#### PROVIDED DATA ####

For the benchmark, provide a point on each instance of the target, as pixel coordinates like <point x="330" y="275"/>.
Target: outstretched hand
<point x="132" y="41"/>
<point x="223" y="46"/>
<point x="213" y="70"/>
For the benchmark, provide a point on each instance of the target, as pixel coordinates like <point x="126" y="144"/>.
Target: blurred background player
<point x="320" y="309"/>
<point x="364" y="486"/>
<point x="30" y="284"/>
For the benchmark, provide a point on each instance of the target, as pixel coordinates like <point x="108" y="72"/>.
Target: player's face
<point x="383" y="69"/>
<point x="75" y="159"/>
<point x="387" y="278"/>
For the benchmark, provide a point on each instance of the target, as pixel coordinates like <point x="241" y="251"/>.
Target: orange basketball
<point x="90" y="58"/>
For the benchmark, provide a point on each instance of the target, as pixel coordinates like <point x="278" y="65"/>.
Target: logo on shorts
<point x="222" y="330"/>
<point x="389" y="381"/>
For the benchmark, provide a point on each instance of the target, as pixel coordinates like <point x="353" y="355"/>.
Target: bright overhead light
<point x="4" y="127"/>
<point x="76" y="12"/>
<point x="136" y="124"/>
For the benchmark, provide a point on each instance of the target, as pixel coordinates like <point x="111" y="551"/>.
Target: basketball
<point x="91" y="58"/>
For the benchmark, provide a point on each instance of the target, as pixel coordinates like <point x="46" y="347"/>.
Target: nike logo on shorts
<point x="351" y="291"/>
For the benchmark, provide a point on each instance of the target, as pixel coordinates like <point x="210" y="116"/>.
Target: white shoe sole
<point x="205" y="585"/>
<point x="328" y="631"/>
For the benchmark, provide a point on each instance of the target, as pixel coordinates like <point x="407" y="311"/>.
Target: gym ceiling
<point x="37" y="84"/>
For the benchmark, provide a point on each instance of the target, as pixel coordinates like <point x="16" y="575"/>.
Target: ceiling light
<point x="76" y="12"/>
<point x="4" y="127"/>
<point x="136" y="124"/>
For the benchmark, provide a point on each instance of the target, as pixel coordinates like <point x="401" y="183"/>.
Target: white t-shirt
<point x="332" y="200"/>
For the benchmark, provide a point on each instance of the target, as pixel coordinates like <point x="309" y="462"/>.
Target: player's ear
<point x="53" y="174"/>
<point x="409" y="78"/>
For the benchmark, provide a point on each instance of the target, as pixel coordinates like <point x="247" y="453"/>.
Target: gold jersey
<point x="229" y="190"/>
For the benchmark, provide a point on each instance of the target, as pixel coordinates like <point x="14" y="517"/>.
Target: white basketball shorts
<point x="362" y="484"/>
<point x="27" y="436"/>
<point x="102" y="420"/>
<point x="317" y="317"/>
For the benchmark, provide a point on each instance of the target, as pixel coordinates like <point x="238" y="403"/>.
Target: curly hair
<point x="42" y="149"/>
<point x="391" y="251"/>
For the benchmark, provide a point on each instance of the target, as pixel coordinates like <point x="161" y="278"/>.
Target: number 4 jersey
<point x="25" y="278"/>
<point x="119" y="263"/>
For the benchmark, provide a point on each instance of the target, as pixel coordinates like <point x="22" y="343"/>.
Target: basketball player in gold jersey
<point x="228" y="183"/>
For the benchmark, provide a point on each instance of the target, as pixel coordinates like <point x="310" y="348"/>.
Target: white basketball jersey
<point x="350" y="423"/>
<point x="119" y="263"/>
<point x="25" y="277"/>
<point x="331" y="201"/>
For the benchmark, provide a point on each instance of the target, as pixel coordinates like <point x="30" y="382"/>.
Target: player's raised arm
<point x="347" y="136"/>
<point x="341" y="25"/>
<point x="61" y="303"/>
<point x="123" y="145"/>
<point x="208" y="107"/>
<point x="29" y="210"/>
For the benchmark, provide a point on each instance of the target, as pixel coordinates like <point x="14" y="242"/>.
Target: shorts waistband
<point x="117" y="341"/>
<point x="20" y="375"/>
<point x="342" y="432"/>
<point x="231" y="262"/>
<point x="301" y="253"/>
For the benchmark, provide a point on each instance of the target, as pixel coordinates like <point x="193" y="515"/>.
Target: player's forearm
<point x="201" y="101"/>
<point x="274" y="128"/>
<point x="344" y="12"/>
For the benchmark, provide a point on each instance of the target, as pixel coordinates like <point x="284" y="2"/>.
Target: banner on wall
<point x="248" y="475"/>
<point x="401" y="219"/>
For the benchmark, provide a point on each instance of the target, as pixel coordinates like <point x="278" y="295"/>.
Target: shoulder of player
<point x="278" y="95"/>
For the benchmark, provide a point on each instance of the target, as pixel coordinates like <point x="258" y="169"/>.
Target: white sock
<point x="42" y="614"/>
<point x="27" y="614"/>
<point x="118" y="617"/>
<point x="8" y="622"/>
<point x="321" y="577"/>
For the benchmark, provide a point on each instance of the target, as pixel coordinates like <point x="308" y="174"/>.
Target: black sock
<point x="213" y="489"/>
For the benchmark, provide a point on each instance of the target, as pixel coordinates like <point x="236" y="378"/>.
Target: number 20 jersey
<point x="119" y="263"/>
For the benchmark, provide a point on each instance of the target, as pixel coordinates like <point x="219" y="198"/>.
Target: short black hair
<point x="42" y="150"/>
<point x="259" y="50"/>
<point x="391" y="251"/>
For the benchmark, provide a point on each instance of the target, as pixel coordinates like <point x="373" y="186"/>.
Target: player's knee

####

WHAT YOU WILL DO | Your task is to output all of the data above word for word.

RIGHT ANSWER |
For the benchmark, provide a point on each instance of the target, as pixel coordinates like <point x="330" y="275"/>.
Target: outstretched hand
<point x="132" y="41"/>
<point x="223" y="46"/>
<point x="213" y="70"/>
For the benchmark, provide a point on each instance of the target, as pixel coordinates like <point x="126" y="144"/>.
Target: blurred background player
<point x="320" y="309"/>
<point x="364" y="486"/>
<point x="30" y="284"/>
For the benchmark, provide a point on each instance of the target, as pixel coordinates like <point x="108" y="72"/>.
Target: player's face
<point x="383" y="69"/>
<point x="75" y="159"/>
<point x="387" y="278"/>
For the benchmark, provide a point on each instance of the target, as pixel coordinates like <point x="241" y="251"/>.
Target: orange basketball
<point x="90" y="58"/>
For the benchmark, provide a point on each instance of the target, as pixel coordinates like <point x="278" y="65"/>.
Target: logo on shorts
<point x="222" y="330"/>
<point x="389" y="381"/>
For the benchmark, provide a point on each instance of the target, as pixel coordinates like <point x="353" y="355"/>.
Target: bright overhead light
<point x="4" y="127"/>
<point x="76" y="12"/>
<point x="136" y="124"/>
For the benchmark, provide a point on each instance of the target, as pixel coordinates like <point x="111" y="551"/>.
Target: basketball
<point x="91" y="58"/>
For the benchmark, provide a point on each instance of the target, as pixel coordinates like <point x="46" y="347"/>.
Target: nike logo on shorts
<point x="351" y="291"/>
For the benchmark, provide a point on each instance of the target, as pixel coordinates like <point x="210" y="116"/>.
Target: white shoe sole
<point x="205" y="585"/>
<point x="328" y="631"/>
For the benchmark, provide a point on each instance of the target, as pixel coordinates like <point x="407" y="311"/>.
Target: gym ceiling
<point x="37" y="84"/>
For the benchmark, provide a point on each instance of the target, as pixel coordinates like <point x="16" y="575"/>.
Target: ceiling light
<point x="76" y="12"/>
<point x="4" y="127"/>
<point x="136" y="124"/>
For the benchmark, provide a point on each instance of the target, as pixel coordinates like <point x="401" y="183"/>.
Target: white t-shirt
<point x="332" y="200"/>
For the benchmark, provide a point on each instance of the target, as pixel coordinates like <point x="309" y="462"/>.
Target: player's ear
<point x="53" y="174"/>
<point x="409" y="78"/>
For the benchmark, provide a point on each instance of the target, as pixel coordinates like <point x="247" y="453"/>.
Target: gold jersey
<point x="229" y="190"/>
For the benchmark, provide a point on each instance of the target, as pixel coordinates like <point x="14" y="517"/>.
Target: white basketball shorts
<point x="362" y="484"/>
<point x="27" y="436"/>
<point x="102" y="420"/>
<point x="317" y="317"/>
For the benchmark, provide a point on each instance of the target, as pixel coordinates like <point x="238" y="403"/>.
Target: curly hair
<point x="42" y="149"/>
<point x="391" y="251"/>
For the benchmark, provide a point on each instance of the target, as pixel coordinates like <point x="161" y="278"/>.
Target: number 4 jersey
<point x="25" y="278"/>
<point x="119" y="263"/>
For the benchmark, provide a point on each instance of the target, as pixel coordinates like <point x="22" y="343"/>.
Target: basketball player in gold jersey
<point x="228" y="183"/>
For the benchmark, provide a point on each instance of the target, as pixel coordinates like <point x="310" y="348"/>.
Target: white basketball jersey
<point x="350" y="423"/>
<point x="119" y="263"/>
<point x="25" y="277"/>
<point x="331" y="201"/>
For the benchmark, provide a point on each instance of the target, as pixel coordinates like <point x="30" y="382"/>.
Target: player's raised arm
<point x="347" y="136"/>
<point x="341" y="25"/>
<point x="61" y="303"/>
<point x="123" y="145"/>
<point x="208" y="107"/>
<point x="29" y="210"/>
For the benchmark, provide a point on each instance of the target, as pixel coordinates like <point x="14" y="242"/>.
Target: shorts waistband
<point x="117" y="341"/>
<point x="20" y="375"/>
<point x="342" y="432"/>
<point x="231" y="262"/>
<point x="301" y="253"/>
For the benchmark, provide a point on each instance of the target, as pixel coordinates like <point x="193" y="515"/>.
Target: player's forearm
<point x="201" y="101"/>
<point x="274" y="128"/>
<point x="344" y="12"/>
For the benchmark, provide a point on each instance of the target, as pixel coordinates like <point x="284" y="2"/>.
Target: banner on wall
<point x="248" y="475"/>
<point x="401" y="219"/>
For the benchmark, provide a point on each instance of the target, as pixel coordinates like <point x="278" y="295"/>.
Target: shoulder of player
<point x="278" y="95"/>
For the benchmark, provide a point on each instance of the target, as pixel coordinates like <point x="258" y="169"/>.
Target: white sock
<point x="42" y="614"/>
<point x="27" y="614"/>
<point x="118" y="617"/>
<point x="8" y="622"/>
<point x="321" y="577"/>
For the benchmark, provide a point on each instance of the target, as pixel coordinates like <point x="308" y="174"/>.
Target: black sock
<point x="213" y="489"/>
For the benchmark, provide a point on each instance of the target, as pixel coordinates like <point x="236" y="378"/>.
Target: number 20 jersey
<point x="119" y="263"/>
For the benchmark, provide a point on each instance of the target, as pixel coordinates like <point x="219" y="198"/>.
Target: short black hair
<point x="42" y="150"/>
<point x="259" y="50"/>
<point x="391" y="251"/>
For the benchmark, provide a point on each instance of the target, as pixel coordinates like <point x="373" y="186"/>.
Target: player's knee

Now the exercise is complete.